Testo della consegna |
Trascrivi parola per parola il passo dell'intervista sul borgo di Moschetta che va da "Nicola Capogreco ha" fino a "la tua storia?", estremi inclusi.

Estratto del documento |
== == ==
Nicola Capogreco ha realizzato un sogno per sé e per gli altri. Si, perché questo imprenditore è riuscito a ristrutturare un borgo, a Moschetta, trasformandolo in una location da favola per tutte le coppie di innamorati. Il loro motto è: “Non vi sposate, ma se proprio dovete farlo, fatelo con noi”.
Come inizia la tua storia?
Nel 2005, decidemmo insieme a mia moglie di ristrutturare la tenuta al cui centro c’è questo palazzo, la cui prima costruzione risale al 1500, comprato dai miei antenati nel 1600 e, infine, completato nel 1700. Abbiamo cercato di rendere la tenuta fruibile a tutti, perché trattasi di un borgo contadino di pregevole fattura. Il borgo era costruito con la casa padronale in alto, vicino gli oleifici, le stalle e i magazzini, ovvero il fulcro dell’economia dell’azienda e sotto il borgo. Poiché, io sono da sempre nel mondo della ristorazione, abbiamo pensato di renderlo fruibile organizzando solo grandi eventi, in particolare matrimoni. Organizziamo solo matrimoni, ed eventi culturali. Abbiamo dato una struttura molto identitaria del territorio, la ristrutturazione è stata molto filologica, ed è durata quasi un anno, con tutti gli operai specializzati da Gerace, ricostruendolo così com’era. Con questa struttura abbiamo permesso agli abitanti del posto di evitare anche un viaggio fuori per andare a sposarsi.
Cosa c’è dietro le quinte dell’organizzazione dei vostri matrimoni da favola?
Un grande lavoro di persone qualificate. I nostri matrimoni sono belli, ma anche complicati nella lavorazione, perché non sono schematici come nelle sale ricevimenti, noi ogni matrimonio montiamo e smontiamo come nei set cinematografici. Le variabili sono tanti e noi cerchiamo di seguire le richieste degli sposi, ma soprattutto a noi piace creare sempre qualcosa di nuovo. Per cui, ad ogni matrimonio lavorano almeno 100 persone. Questa è la location più grande della Calabria, con la più grande superficie praticabile di verde.
== == ==
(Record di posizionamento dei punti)
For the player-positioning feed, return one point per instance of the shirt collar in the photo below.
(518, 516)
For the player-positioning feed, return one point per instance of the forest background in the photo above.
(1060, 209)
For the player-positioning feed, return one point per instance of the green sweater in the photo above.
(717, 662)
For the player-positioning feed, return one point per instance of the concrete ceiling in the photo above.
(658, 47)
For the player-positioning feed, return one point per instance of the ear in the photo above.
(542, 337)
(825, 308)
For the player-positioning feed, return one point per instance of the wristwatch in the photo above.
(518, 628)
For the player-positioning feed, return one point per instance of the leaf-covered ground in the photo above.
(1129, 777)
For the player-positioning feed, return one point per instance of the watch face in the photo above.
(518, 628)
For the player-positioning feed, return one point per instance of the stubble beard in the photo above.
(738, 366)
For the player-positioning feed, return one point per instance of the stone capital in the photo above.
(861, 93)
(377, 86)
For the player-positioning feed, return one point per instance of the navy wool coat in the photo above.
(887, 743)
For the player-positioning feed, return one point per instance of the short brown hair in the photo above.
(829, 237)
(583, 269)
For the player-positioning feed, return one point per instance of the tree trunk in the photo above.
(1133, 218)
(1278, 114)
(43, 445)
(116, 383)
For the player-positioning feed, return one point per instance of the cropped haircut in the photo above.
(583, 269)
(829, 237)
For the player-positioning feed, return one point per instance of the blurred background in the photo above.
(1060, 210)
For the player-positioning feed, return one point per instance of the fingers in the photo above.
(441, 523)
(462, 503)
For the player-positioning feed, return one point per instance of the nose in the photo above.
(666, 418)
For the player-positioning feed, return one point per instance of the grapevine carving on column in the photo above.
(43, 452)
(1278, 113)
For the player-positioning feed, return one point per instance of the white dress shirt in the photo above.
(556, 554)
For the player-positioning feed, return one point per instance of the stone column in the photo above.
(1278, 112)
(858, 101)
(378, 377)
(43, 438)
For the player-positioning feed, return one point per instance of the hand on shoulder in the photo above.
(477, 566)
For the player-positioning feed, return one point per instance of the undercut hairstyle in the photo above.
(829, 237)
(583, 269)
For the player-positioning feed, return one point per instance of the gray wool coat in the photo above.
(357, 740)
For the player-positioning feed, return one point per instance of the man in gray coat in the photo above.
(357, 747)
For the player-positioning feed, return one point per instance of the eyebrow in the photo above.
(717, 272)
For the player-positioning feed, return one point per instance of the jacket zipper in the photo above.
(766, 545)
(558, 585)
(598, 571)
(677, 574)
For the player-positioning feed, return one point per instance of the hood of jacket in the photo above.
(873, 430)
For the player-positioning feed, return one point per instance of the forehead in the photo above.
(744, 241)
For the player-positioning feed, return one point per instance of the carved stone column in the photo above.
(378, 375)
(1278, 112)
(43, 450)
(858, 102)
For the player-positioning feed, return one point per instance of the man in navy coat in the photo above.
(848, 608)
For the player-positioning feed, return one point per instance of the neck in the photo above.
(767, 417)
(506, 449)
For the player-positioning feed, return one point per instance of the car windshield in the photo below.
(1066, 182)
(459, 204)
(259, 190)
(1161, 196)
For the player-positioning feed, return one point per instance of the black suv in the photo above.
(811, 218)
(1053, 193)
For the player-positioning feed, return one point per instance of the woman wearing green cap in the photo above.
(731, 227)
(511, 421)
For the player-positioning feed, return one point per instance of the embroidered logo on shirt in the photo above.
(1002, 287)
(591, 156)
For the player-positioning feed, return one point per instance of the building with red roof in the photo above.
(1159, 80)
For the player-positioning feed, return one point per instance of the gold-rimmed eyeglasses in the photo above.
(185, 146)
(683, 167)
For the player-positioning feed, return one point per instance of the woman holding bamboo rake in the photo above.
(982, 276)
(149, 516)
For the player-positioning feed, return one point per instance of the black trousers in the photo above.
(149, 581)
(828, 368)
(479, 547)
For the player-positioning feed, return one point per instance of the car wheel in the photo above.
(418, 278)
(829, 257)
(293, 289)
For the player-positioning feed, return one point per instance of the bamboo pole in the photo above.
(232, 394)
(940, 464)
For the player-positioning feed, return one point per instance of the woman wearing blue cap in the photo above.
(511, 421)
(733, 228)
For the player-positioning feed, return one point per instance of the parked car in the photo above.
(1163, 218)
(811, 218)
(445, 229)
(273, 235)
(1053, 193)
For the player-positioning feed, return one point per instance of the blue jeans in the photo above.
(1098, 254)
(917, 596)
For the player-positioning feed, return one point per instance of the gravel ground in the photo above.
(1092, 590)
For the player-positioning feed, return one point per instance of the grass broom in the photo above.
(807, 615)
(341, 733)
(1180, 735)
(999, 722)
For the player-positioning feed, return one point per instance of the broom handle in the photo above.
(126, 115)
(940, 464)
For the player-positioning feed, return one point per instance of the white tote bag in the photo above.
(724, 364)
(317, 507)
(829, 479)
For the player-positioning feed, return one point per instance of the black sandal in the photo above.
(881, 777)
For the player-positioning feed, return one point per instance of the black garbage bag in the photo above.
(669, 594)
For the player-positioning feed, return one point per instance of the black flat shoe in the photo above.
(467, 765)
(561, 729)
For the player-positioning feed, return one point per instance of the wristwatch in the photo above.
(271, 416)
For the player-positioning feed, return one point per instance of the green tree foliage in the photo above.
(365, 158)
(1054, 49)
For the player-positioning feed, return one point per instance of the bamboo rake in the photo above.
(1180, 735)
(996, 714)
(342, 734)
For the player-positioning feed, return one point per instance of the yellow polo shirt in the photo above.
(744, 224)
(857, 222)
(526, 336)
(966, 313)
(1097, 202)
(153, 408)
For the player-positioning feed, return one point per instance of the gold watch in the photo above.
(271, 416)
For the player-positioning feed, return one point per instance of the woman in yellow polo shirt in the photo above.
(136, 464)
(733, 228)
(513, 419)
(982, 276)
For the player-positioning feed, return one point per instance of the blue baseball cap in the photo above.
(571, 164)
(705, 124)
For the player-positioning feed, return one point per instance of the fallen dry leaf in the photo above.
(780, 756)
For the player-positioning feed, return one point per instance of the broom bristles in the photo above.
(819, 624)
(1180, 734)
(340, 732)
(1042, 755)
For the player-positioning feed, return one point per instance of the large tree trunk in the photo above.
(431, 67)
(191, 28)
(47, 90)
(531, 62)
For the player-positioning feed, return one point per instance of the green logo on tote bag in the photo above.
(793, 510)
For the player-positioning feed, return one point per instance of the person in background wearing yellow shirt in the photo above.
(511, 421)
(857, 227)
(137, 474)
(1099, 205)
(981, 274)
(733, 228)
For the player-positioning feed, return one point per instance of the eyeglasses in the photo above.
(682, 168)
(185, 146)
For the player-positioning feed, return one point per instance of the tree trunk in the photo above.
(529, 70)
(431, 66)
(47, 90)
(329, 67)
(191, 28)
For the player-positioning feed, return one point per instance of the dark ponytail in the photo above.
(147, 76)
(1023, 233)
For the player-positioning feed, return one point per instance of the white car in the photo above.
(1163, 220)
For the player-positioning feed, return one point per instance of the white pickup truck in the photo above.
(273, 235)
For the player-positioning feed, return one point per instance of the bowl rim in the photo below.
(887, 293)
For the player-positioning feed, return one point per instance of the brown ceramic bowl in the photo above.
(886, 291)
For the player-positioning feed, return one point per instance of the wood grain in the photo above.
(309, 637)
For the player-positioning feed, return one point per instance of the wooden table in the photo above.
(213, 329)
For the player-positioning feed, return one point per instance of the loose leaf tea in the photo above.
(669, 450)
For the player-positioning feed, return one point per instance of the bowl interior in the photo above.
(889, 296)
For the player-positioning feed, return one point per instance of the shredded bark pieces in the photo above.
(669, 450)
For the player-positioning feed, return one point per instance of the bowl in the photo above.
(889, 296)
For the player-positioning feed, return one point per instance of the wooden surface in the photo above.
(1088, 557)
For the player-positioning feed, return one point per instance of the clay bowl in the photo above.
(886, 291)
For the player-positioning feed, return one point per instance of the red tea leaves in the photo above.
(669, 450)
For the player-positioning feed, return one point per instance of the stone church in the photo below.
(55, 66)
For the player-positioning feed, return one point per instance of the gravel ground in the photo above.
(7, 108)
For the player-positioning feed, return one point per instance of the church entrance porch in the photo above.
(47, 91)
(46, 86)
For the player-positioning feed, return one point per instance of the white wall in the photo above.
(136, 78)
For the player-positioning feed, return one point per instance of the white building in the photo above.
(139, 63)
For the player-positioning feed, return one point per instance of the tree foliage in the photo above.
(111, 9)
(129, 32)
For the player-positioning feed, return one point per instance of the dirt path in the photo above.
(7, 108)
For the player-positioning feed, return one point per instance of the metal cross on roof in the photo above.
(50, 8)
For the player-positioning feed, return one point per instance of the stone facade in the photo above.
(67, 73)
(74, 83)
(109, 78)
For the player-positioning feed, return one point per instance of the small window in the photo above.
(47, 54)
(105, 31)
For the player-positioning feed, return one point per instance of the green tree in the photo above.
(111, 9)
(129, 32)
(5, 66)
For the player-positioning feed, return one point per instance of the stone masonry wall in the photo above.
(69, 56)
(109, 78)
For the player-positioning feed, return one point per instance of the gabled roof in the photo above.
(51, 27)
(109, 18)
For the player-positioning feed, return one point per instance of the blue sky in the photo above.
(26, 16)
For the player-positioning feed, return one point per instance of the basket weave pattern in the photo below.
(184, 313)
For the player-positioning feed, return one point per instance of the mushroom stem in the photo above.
== == ==
Risposta |
Nicola Capogreco ha realizzato un sogno per sé e per gli altri. Si, perché questo imprenditore è riuscito a ristrutturare un borgo, a Moschetta, trasformandolo in una location da favola per tutte le coppie di innamorati. Il loro motto è: “Non vi sposate, ma se proprio dovete farlo, fatelo con noi”.
Come inizia la tua storia?